Start of Information given

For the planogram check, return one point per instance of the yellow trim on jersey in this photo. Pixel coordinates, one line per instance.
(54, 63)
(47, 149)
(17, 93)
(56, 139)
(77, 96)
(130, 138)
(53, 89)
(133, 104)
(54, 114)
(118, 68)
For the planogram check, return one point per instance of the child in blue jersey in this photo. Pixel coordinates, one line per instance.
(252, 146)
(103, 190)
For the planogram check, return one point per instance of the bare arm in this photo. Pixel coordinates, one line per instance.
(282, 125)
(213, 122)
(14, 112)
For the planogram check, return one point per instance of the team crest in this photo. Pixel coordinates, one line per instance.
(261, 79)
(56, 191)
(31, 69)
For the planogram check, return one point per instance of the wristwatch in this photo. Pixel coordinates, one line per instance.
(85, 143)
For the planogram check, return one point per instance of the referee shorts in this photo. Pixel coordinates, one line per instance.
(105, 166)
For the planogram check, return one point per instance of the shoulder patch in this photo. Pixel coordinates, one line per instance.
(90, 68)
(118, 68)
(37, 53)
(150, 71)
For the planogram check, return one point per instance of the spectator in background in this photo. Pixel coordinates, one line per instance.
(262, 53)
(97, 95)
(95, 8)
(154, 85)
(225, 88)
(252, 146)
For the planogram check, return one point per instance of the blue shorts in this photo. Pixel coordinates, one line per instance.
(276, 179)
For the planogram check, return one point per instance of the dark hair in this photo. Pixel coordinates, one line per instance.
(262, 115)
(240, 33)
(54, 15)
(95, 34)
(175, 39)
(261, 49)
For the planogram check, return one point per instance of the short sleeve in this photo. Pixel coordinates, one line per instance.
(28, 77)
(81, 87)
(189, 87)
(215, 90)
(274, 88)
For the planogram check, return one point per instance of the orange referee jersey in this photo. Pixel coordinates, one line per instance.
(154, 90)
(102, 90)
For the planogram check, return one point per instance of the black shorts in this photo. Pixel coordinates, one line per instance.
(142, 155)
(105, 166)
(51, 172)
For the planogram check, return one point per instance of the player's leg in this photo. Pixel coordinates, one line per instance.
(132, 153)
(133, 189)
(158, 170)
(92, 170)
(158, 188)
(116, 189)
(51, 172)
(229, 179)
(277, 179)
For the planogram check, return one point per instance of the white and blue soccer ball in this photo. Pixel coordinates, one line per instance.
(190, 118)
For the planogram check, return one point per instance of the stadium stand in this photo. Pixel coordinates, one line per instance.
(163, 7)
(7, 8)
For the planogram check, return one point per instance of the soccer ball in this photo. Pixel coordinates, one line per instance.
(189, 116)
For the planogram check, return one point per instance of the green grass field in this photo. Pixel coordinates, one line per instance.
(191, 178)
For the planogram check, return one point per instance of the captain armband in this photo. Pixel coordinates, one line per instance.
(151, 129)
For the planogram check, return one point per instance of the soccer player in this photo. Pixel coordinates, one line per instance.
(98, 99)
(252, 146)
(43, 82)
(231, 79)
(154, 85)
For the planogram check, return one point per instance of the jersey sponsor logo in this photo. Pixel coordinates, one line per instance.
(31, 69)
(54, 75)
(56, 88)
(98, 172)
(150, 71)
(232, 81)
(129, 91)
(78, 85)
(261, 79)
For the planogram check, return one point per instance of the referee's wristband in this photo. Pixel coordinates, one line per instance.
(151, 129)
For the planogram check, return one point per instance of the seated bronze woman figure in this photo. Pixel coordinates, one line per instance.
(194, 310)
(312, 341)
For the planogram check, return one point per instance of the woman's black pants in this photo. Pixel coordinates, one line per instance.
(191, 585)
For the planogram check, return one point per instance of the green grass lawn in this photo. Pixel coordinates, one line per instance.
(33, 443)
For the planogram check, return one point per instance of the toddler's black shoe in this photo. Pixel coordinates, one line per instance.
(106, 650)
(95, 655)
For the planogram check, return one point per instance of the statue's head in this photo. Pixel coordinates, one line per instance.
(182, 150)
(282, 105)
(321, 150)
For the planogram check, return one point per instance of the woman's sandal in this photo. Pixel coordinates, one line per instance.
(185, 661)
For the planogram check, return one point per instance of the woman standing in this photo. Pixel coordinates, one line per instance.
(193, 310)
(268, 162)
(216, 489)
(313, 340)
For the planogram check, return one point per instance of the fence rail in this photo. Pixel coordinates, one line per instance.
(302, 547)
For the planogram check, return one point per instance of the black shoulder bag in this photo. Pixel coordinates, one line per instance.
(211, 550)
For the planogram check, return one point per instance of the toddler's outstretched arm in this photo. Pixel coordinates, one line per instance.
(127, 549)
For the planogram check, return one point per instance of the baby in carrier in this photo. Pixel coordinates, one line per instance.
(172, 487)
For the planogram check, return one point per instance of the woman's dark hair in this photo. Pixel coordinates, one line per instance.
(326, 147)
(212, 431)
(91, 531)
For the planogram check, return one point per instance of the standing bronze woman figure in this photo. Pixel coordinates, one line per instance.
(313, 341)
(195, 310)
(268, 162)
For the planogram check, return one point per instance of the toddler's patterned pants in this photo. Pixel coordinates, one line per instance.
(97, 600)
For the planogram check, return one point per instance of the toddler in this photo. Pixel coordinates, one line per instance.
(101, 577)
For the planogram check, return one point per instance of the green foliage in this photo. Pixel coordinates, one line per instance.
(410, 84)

End of Information given

§ What to do
Beginning with the line that contains "of the standing", set down every line through the end of the data without change.

§ Task output
For the planogram check, return one point per instance of the standing bronze woman figure in this photo. Pixel coordinates, one line per instance.
(313, 341)
(195, 310)
(268, 162)
For the planogram check, return one point per instance of the toddler's patterned pants in this photo. Pixel coordinates, one line per instance.
(97, 600)
For the planogram check, return one point per instance of the toddler in this photo. Pixel coordinates, one line per instance.
(101, 577)
For the planogram check, return one point per instance of the green foliage in this photo. Pixel coordinates, one line per instance.
(410, 84)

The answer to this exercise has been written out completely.